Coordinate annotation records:
^^^^^^^^
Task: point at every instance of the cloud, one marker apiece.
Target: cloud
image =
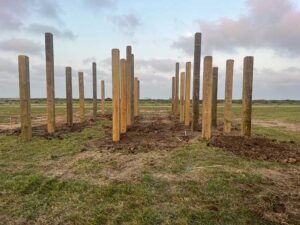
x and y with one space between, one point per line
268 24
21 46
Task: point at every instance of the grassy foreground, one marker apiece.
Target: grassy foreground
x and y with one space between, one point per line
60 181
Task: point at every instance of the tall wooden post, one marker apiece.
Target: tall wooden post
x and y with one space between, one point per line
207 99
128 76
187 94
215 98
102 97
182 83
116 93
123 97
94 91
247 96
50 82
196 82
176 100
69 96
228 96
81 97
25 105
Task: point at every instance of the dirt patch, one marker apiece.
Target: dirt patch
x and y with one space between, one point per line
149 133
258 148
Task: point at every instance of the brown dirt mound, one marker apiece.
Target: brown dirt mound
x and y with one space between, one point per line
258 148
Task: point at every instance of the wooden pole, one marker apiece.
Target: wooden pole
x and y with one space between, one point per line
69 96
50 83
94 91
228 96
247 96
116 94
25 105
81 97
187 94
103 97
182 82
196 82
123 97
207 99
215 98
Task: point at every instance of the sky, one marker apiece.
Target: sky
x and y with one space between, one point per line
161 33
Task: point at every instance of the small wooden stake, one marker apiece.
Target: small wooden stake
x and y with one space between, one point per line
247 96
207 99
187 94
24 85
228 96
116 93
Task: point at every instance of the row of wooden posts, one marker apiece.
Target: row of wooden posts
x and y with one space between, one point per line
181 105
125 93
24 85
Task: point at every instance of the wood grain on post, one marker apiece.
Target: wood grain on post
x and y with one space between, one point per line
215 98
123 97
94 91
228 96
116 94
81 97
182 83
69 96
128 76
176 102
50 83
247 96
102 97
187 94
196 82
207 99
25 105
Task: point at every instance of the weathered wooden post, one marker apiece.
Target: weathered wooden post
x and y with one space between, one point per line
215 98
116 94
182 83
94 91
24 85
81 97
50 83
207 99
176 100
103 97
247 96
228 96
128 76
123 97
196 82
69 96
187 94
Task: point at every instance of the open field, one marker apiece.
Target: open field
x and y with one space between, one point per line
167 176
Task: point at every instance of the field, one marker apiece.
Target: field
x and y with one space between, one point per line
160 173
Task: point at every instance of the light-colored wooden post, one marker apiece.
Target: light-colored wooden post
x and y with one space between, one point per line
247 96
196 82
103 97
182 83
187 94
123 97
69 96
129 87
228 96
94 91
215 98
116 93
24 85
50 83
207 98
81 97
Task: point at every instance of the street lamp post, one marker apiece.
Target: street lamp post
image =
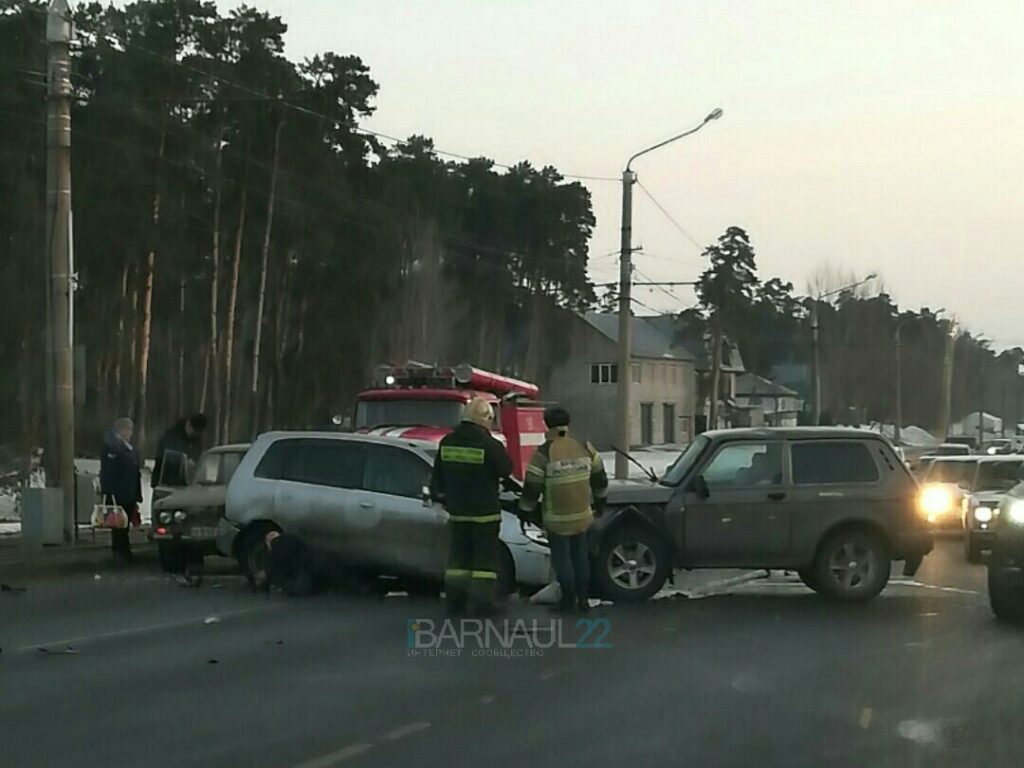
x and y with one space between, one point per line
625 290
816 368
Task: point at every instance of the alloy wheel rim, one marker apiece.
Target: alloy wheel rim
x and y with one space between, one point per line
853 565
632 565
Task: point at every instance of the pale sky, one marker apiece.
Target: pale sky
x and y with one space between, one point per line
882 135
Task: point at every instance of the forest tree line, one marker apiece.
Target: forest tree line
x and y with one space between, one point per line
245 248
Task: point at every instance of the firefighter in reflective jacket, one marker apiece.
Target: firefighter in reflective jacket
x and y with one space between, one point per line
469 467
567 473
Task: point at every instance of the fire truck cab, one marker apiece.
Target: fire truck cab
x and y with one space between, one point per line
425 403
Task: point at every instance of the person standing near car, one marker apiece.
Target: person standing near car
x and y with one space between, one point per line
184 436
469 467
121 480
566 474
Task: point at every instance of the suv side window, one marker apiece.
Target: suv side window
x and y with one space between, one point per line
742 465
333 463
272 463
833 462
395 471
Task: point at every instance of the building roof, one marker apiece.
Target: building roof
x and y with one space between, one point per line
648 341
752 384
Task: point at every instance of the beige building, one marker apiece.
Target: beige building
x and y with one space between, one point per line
^^^^^^^^
Your task is to set down the records shown above exactly, minus any pictures.

Complete answer:
Task: point at every instance of the cloud, one marker apiece.
Target: cloud
image =
x and y with one space between, one point per line
268 24
21 46
Task: point at every instance of the grassy foreground, one marker apiece.
Target: grassy foreground
x and y with one space between, one point per line
60 181
Task: point at every instance of the tall wooden post, one marker apiece.
Target: tall wooden post
x and y with one space between, one point per line
207 99
128 76
187 94
215 98
102 97
182 83
116 93
123 97
94 91
247 96
50 82
196 82
176 100
69 96
228 96
81 97
25 105
Task: point at every instance of the dirt patch, one marker apiece.
Target: dirt patch
x and y with one space between, one point per line
149 133
258 148
Task: point at every instance of the brown dirt mound, one marker apiece.
Target: brown dirt mound
x and y with one space between, one point per line
258 148
Task: point at every instance of the wooden pole, one marker apiece.
Target: wooden pole
x and y with one space between, one point per line
69 96
50 83
94 91
228 96
247 96
116 94
25 105
81 97
187 94
103 97
182 82
196 82
123 97
207 99
215 98
Task: point at every instance of the sky, one marker apiece.
Target: sky
x and y with one space between, one point per line
161 33
Task: point at every instance of the small wooden stake, one marker apiece.
Target: small wooden stake
x and y with one space between, one point per line
247 96
207 99
187 94
24 85
228 96
116 93
Task: point at every instance of the row of wooden posts, one marker apiece.
Target: row of wooden posts
x and y with one space between, one point per line
181 105
125 93
24 85
Task: point at every instance of the wood grain on post, one marker apiece.
Target: wood grain on post
x and y with one space between, one point per line
215 98
123 97
94 91
228 96
116 94
81 97
182 83
69 96
128 76
176 102
50 83
247 96
102 97
187 94
196 82
207 99
25 105
Task: point at every instance of the weathered wooden post, one marker apiece.
Target: weathered wooden post
x and y with one space between, one point per line
215 98
116 94
182 83
94 91
24 85
81 97
50 83
207 99
176 100
103 97
247 96
228 96
128 76
123 97
196 82
69 96
187 94
Task: point at every instance of the open field, one marker apiece.
Target: open field
x and y with one space between, one point per line
167 176
Task: point at every instance of the field, one marker apiece.
Target: field
x and y with one space between, one point per line
160 173
Task: point at every instance of the light-colored wooden post, one marker apiece.
Target: light-colored wooden post
x and y with one space between, one point per line
247 96
196 82
103 97
182 83
187 94
123 97
69 96
129 87
228 96
94 91
215 98
116 93
24 85
50 83
207 98
81 97
Task: point at every instance of the street lamp post, one marker apiece.
Target: street lamp post
image =
x and y with one space between, one point per line
625 290
816 368
Task: point at every instance of the alloy wheel rim, one marker apiece.
Target: alloy wheel rim
x and y with one space between, one point per line
853 565
632 565
Task: point at every instance of the pale sky, one marker apiece.
Target: pale sky
x and y with one space between, one point per line
882 135
Task: point at every instance of the forest tree line, one marker apiece.
Target: forest tree line
x and y with one space between, one point per line
245 248
Task: point at every instance of the firefighter in reflective jacket, one marker apiece.
Target: firefighter in reflective jacket
x and y with one space between, one point per line
469 467
567 473
Task: point at every instance of the fire truck cab, one marker apiece.
Target: fire truck cab
x and y with one space between, one point per line
425 403
Task: point at every instance of the person standing near car, one marker apiece.
Target: person standing near car
x and y with one space between, one point per line
184 436
469 467
121 480
566 474
Task: point at every instance of the suv side window, one marker apiece.
Target: suv side window
x and y with one space between, one point per line
742 465
333 463
272 463
833 462
395 471
Task: point at every instance of the building roof, one marker apiece.
Target: building roof
x and y with one space between, one point per line
648 341
752 384
Task: point at every instance of the beige building, one marker apiece.
Target: beige building
x and y with one space between, one point per line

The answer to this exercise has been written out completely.